> **DOCUMENT SOURCE**:
☆ ☆ ☆ ☆ ☆ ☆ ☆

Quand une lettre est authentiquée par une carte, et quand cette carte porte la marque d’un faux, c’est que des faussaires se sont mêlés de l’opération. La lettre est leur œuvre comme la carte.

III

Ainsi le faux éclate de toutes parts : et quand on songe que pour accabler un innocent, pour le tenir au bagne malgré l’évidence, la haute armée a accepté un faux fabriqué par le véritable traître, quand on pense que ce faux a été produit devant la Chambre par un ministre, et que la Chambre elle-même l’a contresigné, en vérité, on sent monter en soi du plus profond de la conscience et de la pensée une telle révolte que la vie morale semble suspendue dans le monde tant que justice n’aura pas été faite.

Ah ! certes, ils sont bien criminels les officiers comme du Paty de Clam qui ont machiné contre Dreyfus une instruction monstrueuse.

Il est bien criminel, ce général Mercier, qui a frappé Dreyfus, par derrière, de documents sans valeur que l’accusé n’a pu connaître, que les juges mêmes n’ont pu librement discuter.

Criminels encore, ces généraux et officiers d’État-Major qui, apprenant par le colonel Picquart l’innocence de Dreyfus, la trahison d’Esterhazy, ont frappé le colonel Picquart et lié partie avec Esterhazy, le traître.

Il en est parmi eux qui, de chute en chute, sont tombés jusqu’à fabriquer un faux imbécile pour charger Dreyfus, et les autres ont laissé faire ; ils ont accepté, les yeux fermés, les papiers ineptes qui, en accablant l’innocent, sauvaient l’orgueil de la haute armée.

☆ ☆ ☆ ☆ ☆ ☆ ☆

> **ENREGISTREMENTS FOURNIS**:

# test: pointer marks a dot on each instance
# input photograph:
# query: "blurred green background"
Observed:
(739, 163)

☆ ☆ ☆ ☆ ☆ ☆ ☆

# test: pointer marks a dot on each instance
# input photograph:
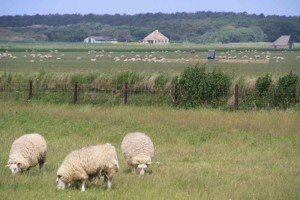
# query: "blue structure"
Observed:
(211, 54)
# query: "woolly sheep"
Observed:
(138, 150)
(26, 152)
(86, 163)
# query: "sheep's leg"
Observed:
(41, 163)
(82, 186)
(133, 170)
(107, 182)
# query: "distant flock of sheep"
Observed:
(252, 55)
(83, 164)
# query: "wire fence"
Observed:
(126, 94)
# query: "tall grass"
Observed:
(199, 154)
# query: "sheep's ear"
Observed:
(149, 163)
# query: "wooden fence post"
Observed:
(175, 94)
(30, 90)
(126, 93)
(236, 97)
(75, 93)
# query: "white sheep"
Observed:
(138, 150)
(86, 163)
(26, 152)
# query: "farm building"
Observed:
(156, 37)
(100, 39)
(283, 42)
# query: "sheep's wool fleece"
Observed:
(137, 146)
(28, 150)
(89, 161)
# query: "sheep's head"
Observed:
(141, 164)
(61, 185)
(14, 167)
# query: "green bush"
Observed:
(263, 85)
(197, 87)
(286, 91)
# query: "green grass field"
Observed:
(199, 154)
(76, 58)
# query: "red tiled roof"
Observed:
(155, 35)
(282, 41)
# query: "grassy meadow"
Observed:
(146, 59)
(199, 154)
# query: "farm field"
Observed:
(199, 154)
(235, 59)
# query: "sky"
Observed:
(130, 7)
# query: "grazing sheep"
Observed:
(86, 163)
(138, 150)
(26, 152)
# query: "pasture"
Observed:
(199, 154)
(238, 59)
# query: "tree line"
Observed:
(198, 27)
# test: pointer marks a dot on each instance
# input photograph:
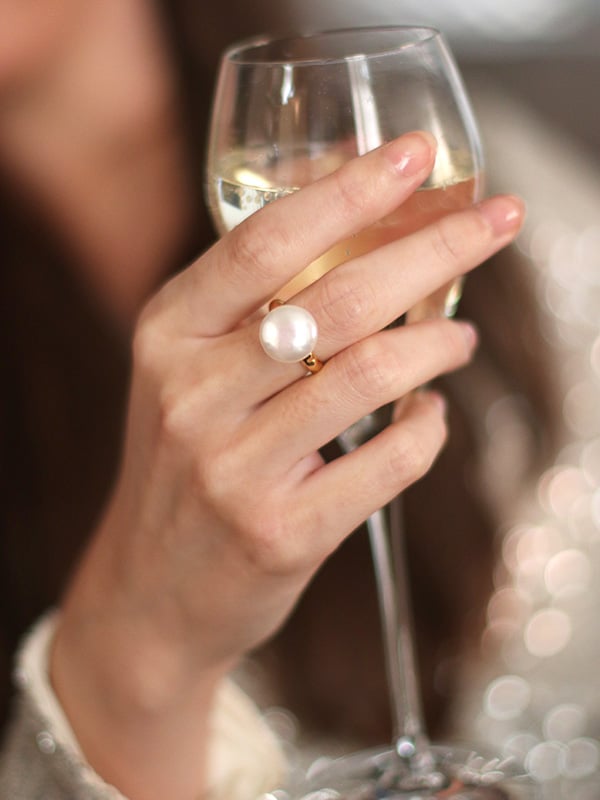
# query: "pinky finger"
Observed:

☆ ☆ ☆ ☆ ☆ ☆ ☆

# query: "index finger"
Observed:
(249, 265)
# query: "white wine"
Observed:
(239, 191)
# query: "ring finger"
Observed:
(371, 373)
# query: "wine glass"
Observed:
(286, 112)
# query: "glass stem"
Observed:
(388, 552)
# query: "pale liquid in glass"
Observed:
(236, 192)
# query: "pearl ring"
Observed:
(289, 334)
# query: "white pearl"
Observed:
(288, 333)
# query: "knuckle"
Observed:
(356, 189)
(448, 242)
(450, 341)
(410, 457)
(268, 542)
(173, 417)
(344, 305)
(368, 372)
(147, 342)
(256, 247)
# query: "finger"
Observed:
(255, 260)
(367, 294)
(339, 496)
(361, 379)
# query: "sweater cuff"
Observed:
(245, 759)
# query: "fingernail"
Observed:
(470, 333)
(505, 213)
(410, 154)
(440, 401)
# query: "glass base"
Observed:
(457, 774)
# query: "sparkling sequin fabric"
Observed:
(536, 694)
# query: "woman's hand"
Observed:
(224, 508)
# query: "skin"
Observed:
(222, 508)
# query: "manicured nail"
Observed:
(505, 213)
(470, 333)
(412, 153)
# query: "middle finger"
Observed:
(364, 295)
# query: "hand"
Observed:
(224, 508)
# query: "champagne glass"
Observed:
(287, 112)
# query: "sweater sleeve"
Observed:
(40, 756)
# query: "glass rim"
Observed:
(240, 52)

☆ ☆ ☆ ☆ ☆ ☆ ☆

> **CONSIGNE**:
D'après le document source, par qui les généraux et officiers d'État-Major ont-ils appris l'innocence de Dreyfus ?

> **RÉSULTAT OBTENU**:
Par le colonel Picquart.